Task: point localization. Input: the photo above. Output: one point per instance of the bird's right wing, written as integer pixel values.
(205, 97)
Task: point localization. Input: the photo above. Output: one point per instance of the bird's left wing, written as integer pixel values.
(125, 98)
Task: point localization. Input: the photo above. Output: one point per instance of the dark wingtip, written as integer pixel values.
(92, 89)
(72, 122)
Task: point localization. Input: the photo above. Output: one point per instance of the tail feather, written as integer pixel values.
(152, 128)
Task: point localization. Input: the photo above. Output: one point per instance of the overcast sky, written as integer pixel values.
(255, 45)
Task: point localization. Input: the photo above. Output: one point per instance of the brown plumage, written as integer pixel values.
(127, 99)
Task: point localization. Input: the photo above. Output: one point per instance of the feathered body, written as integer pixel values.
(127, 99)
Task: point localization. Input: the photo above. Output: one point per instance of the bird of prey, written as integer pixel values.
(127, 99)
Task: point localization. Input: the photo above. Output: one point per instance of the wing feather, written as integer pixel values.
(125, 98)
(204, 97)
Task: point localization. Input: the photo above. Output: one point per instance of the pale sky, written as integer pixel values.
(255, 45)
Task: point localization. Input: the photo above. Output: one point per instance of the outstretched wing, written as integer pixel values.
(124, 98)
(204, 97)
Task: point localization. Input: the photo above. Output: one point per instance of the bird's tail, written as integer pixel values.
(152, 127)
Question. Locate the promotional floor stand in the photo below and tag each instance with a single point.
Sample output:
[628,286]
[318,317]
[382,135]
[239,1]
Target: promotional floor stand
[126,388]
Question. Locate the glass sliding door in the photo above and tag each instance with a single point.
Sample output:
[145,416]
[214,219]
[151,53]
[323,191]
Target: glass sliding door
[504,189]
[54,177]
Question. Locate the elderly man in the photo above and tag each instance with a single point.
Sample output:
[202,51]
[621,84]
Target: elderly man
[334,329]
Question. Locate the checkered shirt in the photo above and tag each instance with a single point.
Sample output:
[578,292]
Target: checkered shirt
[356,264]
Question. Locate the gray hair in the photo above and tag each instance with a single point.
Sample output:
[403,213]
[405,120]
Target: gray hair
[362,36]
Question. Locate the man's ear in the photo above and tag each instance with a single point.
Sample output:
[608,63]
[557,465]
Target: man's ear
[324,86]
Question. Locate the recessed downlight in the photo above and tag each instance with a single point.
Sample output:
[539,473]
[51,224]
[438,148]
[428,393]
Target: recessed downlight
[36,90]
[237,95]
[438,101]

--

▶ **HOW TO COMPLETE THIS TASK**
Once you find the string "Locate" in a line of the records, copy that line.

▶ **RESPONSE BOX**
Question. Locate the promotional floor stand in the photo below and tag each instance with a single point.
Question. Locate the glass sliding door in the photo above and tag each instance with a single point.
Question. Locate the elderly man in the photo above and tag each instance with a single point.
Question. Locate the checkered shirt in the photo above and tag each instance with a single point.
Question. Locate the gray hair in the photo above and tag each instance with a single point.
Question. Locate the man's ear in the photo above and tag each instance with a single point.
Question. Locate the recessed downlight in the photo above and tag each instance with a single point.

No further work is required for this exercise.